Text section:
####################

This is not over-simplified at all, that does work:
--
diff --git a/arch/s390/Kconfig b/arch/s390/Kconfig
index 69a77eecaec1..7bd182676ddd 100644
--- a/arch/s390/Kconfig
+++ b/arch/s390/Kconfig
@@ -64,6 +64,7 @@ config ARCH_SUPPORTS_UPROBES

config S390
def_bool y
+ select ARCH_BINFMT_ELF_STATE
select ARCH_HAS_DEVMEM_IS_ALLOWED
select ARCH_HAS_ELF_RANDOMIZE
select ARCH_HAS_GCOV_PROFILE_ALL
diff --git a/arch/s390/include/asm/elf.h b/arch/s390/include/asm/elf.h
index e8f623041769..79911231f9e6 100644
--- a/arch/s390/include/asm/elf.h
+++ b/arch/s390/include/asm/elf.h
@@ -151,6 +151,28 @@ extern unsigned int vdso_enabled;
&& (x)->e_ident[EI_CLASS] == ELF_CLASS)
#define compat_start_thread start_thread31

+struct arch_elf_state {
+};
+
+#define INIT_ARCH_ELF_STATE { }
+
+#define arch_elf_pt_proc(ehdr, phdr, elf, interp, state) (0)

####################

Dataset entries:
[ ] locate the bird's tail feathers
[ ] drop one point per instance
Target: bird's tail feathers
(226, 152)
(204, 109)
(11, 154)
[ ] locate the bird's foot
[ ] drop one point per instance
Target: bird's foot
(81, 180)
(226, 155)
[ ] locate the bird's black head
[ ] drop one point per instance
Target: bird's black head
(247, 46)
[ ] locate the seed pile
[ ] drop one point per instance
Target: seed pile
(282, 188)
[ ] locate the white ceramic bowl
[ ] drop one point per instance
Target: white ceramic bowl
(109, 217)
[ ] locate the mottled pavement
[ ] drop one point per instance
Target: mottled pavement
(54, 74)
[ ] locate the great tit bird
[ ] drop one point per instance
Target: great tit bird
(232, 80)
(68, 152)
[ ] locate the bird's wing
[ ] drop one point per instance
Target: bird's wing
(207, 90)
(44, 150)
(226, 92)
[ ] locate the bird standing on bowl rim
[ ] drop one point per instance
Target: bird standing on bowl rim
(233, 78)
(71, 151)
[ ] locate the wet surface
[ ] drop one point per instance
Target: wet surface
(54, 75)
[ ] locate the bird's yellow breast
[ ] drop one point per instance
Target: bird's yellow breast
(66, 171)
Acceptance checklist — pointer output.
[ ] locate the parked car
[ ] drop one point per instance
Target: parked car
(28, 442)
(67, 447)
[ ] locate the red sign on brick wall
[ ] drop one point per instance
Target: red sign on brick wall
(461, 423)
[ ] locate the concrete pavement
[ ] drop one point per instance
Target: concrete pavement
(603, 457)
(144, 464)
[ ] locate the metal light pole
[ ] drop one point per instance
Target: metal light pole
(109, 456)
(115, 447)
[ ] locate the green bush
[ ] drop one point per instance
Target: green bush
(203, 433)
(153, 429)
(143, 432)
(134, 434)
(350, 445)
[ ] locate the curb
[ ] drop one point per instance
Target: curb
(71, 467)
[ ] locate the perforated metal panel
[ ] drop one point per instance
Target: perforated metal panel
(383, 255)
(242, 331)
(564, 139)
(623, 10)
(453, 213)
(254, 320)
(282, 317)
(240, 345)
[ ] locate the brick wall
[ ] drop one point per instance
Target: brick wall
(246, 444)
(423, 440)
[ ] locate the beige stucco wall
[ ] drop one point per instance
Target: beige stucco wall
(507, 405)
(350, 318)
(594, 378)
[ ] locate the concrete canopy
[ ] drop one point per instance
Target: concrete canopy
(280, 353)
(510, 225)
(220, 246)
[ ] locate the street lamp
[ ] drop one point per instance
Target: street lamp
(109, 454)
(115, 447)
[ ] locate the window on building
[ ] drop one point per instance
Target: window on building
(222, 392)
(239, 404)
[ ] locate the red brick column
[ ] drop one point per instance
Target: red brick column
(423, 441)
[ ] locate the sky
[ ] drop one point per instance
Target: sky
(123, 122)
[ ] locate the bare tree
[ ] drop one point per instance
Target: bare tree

####################

Stated task 1:
In the s390 patch text, which option is newly selected under "config S390" in arch/s390/Kconfig?
Stated task 2:
Please extend the s390 patch text, starting right after its last line.

Final answer 1:
ARCH_BINFMT_ELF_STATE

Final answer 2:
+#define arch_check_elf(ehdr, interp, interp_ehdr, state) \
+({ \
+ struct elf64_hdr *hdr = (void*) ehdr; \
+ int _rc = 0; \
+ if (hdr->e_ident[EI_CLASS] == ELFCLASS64 && \
+ (hdr->e_flags & 0x00000002) && \
+ !page_table_allocate_pgste && \
+ !current->mm->context.alloc_pgste) { \
+ current->mm->context.alloc_pgste = 1; \
+ set_pt_regs_flag(task_pt_regs(current), \
+ PIF_SYSCALL_RESTART); \
+ _rc = -EAGAIN; \
+ } \
+ _rc; \
+})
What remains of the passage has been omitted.